§ ABOUT THIS EXERCISE:
Every line below between the line holding "box: [6, 402, 66, 427]" and the line holding "142L571 139L559 149L558", inclusive, should be repeated exactly, and all other lines omitted.

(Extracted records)
_ _ _ _ _
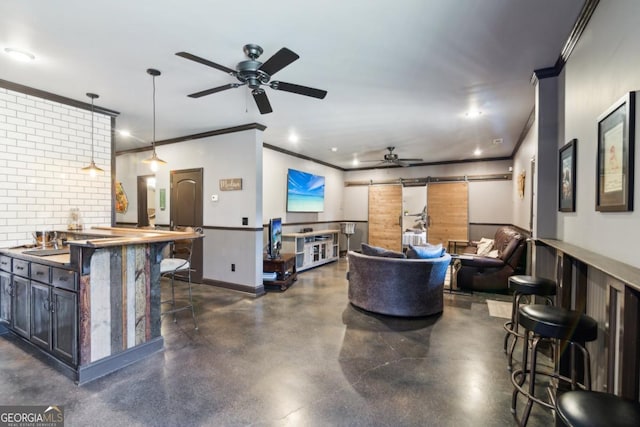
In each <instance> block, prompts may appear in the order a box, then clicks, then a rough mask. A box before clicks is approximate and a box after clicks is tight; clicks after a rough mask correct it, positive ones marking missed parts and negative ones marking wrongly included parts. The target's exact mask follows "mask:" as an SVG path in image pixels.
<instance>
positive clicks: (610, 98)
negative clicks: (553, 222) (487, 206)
mask: <svg viewBox="0 0 640 427" xmlns="http://www.w3.org/2000/svg"><path fill="white" fill-rule="evenodd" d="M638 16H640V2H637V1H607V2H600V4H599V5H598V7H597V9H596V10H595V12H594V15H593V17H592V18H591V21H590V22H589V24H588V25H587V28H586V29H585V32H584V33H583V35H582V37H581V39H580V41H579V42H578V44H577V45H576V47H575V49H574V51H573V54H572V55H571V57H570V58H569V61H568V63H567V64H566V66H565V69H564V76H563V77H564V90H565V92H564V100H565V103H564V105H563V107H564V126H563V132H564V138H565V139H566V140H570V139H572V138H577V139H578V150H577V151H578V154H577V174H576V175H577V179H576V185H577V199H576V212H575V213H558V214H557V224H558V225H557V229H558V239H561V240H564V241H566V242H568V243H571V244H574V245H578V246H581V247H583V248H585V249H589V250H592V251H594V252H597V253H601V254H606V256H607V257H610V258H614V259H617V260H620V261H622V262H625V263H627V264H630V265H633V266H635V267H640V258H638V257H637V255H636V252H635V251H634V250H632V249H631V248H633V246H632V245H631V243H630V242H637V241H639V240H640V226H639V224H640V209H639V208H638V206H640V199H638V197H639V193H638V188H640V169H638V168H639V167H640V149H639V147H638V143H640V139H639V134H638V131H639V130H640V126H638V125H639V124H640V122H638V120H639V118H636V150H635V165H636V170H635V186H634V187H635V189H636V190H635V194H634V199H635V205H636V208H635V210H634V211H633V212H615V213H601V212H596V211H595V197H596V188H595V185H596V155H597V129H598V127H597V126H598V116H599V115H600V114H602V113H603V112H604V111H605V110H607V108H609V107H610V106H611V105H612V104H613V103H614V102H615V101H616V100H618V99H619V98H620V97H622V96H623V95H624V94H625V93H627V92H629V91H634V90H638V89H640V73H639V72H638V70H640V55H638V46H640V32H638V30H637V27H638ZM566 140H564V139H563V140H561V141H558V148H560V147H561V146H562V145H564V143H566V142H567V141H566Z"/></svg>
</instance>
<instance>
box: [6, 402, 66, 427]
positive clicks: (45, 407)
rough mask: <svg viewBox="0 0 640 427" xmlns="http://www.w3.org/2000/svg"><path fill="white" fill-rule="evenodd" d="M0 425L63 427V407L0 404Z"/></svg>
mask: <svg viewBox="0 0 640 427" xmlns="http://www.w3.org/2000/svg"><path fill="white" fill-rule="evenodd" d="M0 427H64V407H62V406H46V405H37V406H35V405H34V406H27V405H6V406H0Z"/></svg>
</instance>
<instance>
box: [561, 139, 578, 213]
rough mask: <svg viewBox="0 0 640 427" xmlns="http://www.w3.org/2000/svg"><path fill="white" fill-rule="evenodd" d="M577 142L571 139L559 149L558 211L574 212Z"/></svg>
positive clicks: (575, 194)
mask: <svg viewBox="0 0 640 427" xmlns="http://www.w3.org/2000/svg"><path fill="white" fill-rule="evenodd" d="M577 149H578V140H577V139H572V140H571V141H569V142H567V143H566V144H565V145H564V147H562V148H561V149H560V161H559V162H558V164H559V171H558V178H559V179H558V185H559V188H558V196H559V197H558V210H559V211H560V212H575V211H576V151H577Z"/></svg>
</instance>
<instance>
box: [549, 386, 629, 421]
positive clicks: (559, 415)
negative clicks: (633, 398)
mask: <svg viewBox="0 0 640 427" xmlns="http://www.w3.org/2000/svg"><path fill="white" fill-rule="evenodd" d="M556 412H557V414H558V417H559V418H560V420H562V422H563V423H564V424H565V425H567V426H569V427H595V426H607V427H627V426H628V427H632V426H638V425H640V403H638V402H634V401H632V400H627V399H623V398H621V397H619V396H616V395H613V394H610V393H602V392H598V391H583V390H576V391H568V392H566V393H563V394H561V395H560V397H558V401H557V403H556Z"/></svg>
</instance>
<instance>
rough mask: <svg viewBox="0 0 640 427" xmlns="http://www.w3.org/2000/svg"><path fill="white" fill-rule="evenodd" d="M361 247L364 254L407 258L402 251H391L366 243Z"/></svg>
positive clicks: (374, 255)
mask: <svg viewBox="0 0 640 427" xmlns="http://www.w3.org/2000/svg"><path fill="white" fill-rule="evenodd" d="M361 248H362V253H363V254H364V255H369V256H380V257H385V258H406V256H405V255H404V254H403V253H402V252H396V251H390V250H388V249H385V248H380V247H378V246H371V245H367V244H366V243H362V244H361Z"/></svg>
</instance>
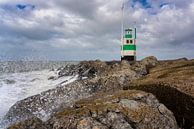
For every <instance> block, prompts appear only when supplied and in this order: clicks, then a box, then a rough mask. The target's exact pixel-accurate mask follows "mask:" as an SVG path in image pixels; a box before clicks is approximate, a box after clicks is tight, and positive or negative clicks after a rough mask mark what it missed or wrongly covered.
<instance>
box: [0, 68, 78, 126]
mask: <svg viewBox="0 0 194 129" xmlns="http://www.w3.org/2000/svg"><path fill="white" fill-rule="evenodd" d="M51 76H54V77H57V71H51V70H49V69H47V70H39V71H29V72H21V73H19V72H18V73H0V124H2V118H3V117H4V115H5V114H6V113H7V112H8V111H9V108H10V107H11V106H12V105H14V104H15V103H16V102H17V101H20V100H22V99H25V98H27V97H29V96H33V95H36V94H40V93H41V92H43V91H47V90H49V89H52V88H55V87H57V86H59V84H61V82H65V83H63V85H65V84H68V83H71V82H73V81H75V80H76V79H77V76H66V77H61V78H57V79H48V78H49V77H51ZM4 127H5V125H0V129H3V128H4Z"/></svg>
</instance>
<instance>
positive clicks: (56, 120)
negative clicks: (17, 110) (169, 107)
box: [10, 90, 178, 129]
mask: <svg viewBox="0 0 194 129" xmlns="http://www.w3.org/2000/svg"><path fill="white" fill-rule="evenodd" d="M150 102H151V103H150ZM159 110H160V111H162V113H161V112H160V111H159ZM45 124H46V127H47V129H61V128H68V129H109V128H111V129H156V128H157V129H178V126H177V123H176V120H175V118H174V116H173V113H172V112H171V111H169V110H168V109H167V108H166V107H165V106H164V105H162V104H160V103H159V102H158V100H157V99H156V98H155V97H154V96H153V95H152V94H150V93H145V92H142V91H135V90H131V91H118V92H115V93H98V94H96V95H94V96H92V97H89V98H87V99H83V100H80V101H77V102H76V103H75V104H74V106H73V107H69V108H64V109H63V110H62V111H60V112H57V113H56V114H54V115H53V116H52V117H51V118H50V119H49V120H48V121H46V122H45V123H43V125H45ZM14 126H15V125H13V126H12V127H14ZM22 126H23V127H25V126H26V125H25V124H24V125H22ZM22 126H21V129H23V127H22ZM10 128H11V127H10Z"/></svg>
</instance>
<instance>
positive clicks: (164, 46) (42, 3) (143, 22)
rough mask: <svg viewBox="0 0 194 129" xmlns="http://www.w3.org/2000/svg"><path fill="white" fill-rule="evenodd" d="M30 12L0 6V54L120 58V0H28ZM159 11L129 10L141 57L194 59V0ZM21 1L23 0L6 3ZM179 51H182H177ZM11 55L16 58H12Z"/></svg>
mask: <svg viewBox="0 0 194 129" xmlns="http://www.w3.org/2000/svg"><path fill="white" fill-rule="evenodd" d="M28 2H29V3H30V4H32V5H35V6H36V9H35V10H33V11H30V12H19V13H18V12H17V13H15V12H14V11H12V12H10V11H6V10H5V9H3V10H2V9H0V18H1V19H0V23H1V24H0V51H1V52H0V58H2V57H4V56H5V55H7V57H6V58H8V57H10V58H11V57H13V58H14V59H20V58H24V57H25V58H27V57H29V58H32V59H36V57H37V58H43V59H51V60H83V59H97V58H99V59H103V60H115V59H119V58H120V32H121V25H120V23H121V10H120V8H121V1H118V0H111V1H110V0H92V1H91V0H82V1H81V2H80V1H78V0H57V1H55V0H48V1H47V2H45V1H44V2H42V1H38V0H29V1H28ZM150 2H152V4H153V5H154V6H157V7H156V12H157V13H156V14H154V15H153V14H151V13H150V12H149V10H147V9H144V8H141V7H136V8H131V7H129V8H128V9H126V10H125V25H126V27H127V26H133V25H134V22H136V27H137V31H138V35H137V36H138V39H137V48H138V49H137V50H138V51H137V53H138V58H139V59H140V58H143V57H145V56H148V55H155V56H157V57H159V58H160V59H165V58H173V57H174V58H176V57H179V56H186V57H189V58H192V57H194V55H193V54H192V51H193V48H194V46H193V40H194V38H193V37H194V31H193V29H192V27H193V25H194V18H193V17H194V15H193V14H194V11H193V10H194V6H193V8H192V4H193V5H194V2H193V1H189V2H188V1H186V2H184V4H183V2H181V0H176V1H175V0H165V1H164V2H169V3H173V4H174V5H176V8H173V7H171V6H169V7H166V8H158V5H160V3H161V1H155V2H153V1H151V0H150ZM10 3H11V4H18V3H22V0H15V2H13V1H9V0H8V2H7V3H6V4H10ZM177 51H179V52H180V53H176V52H177ZM13 58H12V59H13Z"/></svg>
_ _ _ _ _
§ EXERCISE OUTPUT:
box: [6, 402, 66, 427]
positive clicks: (45, 407)
rough mask: <svg viewBox="0 0 640 427" xmlns="http://www.w3.org/2000/svg"><path fill="white" fill-rule="evenodd" d="M0 425L63 427V407L0 404Z"/></svg>
mask: <svg viewBox="0 0 640 427" xmlns="http://www.w3.org/2000/svg"><path fill="white" fill-rule="evenodd" d="M0 427H64V407H62V406H46V405H37V406H35V405H34V406H27V405H6V406H0Z"/></svg>
</instance>
<instance>
box: [561, 139, 578, 213]
rough mask: <svg viewBox="0 0 640 427" xmlns="http://www.w3.org/2000/svg"><path fill="white" fill-rule="evenodd" d="M577 142L571 139L559 149L558 211L574 212Z"/></svg>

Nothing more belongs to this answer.